What is required — Add 17 to every coordinate number in the answers, then write out the records again, requests included, beginning at the line that has "of the green" and stopping after the last line of the records.

Dataset rows showing where objects appear
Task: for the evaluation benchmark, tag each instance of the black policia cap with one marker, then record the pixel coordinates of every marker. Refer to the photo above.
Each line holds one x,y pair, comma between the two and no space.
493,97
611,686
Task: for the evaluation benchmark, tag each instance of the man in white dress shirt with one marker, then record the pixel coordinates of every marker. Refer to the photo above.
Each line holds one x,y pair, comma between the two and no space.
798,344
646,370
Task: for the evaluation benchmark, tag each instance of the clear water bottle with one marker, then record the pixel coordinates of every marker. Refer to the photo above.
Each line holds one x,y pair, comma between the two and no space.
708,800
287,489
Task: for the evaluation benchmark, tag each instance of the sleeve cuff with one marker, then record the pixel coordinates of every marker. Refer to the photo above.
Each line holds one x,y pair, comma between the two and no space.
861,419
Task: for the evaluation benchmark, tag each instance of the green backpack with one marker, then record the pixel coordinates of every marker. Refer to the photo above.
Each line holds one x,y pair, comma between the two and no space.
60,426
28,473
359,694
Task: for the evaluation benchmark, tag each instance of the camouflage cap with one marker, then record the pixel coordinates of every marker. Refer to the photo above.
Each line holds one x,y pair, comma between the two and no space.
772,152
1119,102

Output of the exercise —
Task: for the evaluation benchmark, tag each instance of the green backpack with one marker, then record the pixel coordinates of every marker. Refer to the photo above.
Each line holds one x,y pair, comma between the two and no space.
77,443
45,490
376,711
Task: for the evaluation benchmark, tag each instance of the camouflage cap with one marker, then record the pixel coordinates of every marker. Refer to the photo above.
Each line holds one x,y pair, comma between the two and no space.
789,169
1136,119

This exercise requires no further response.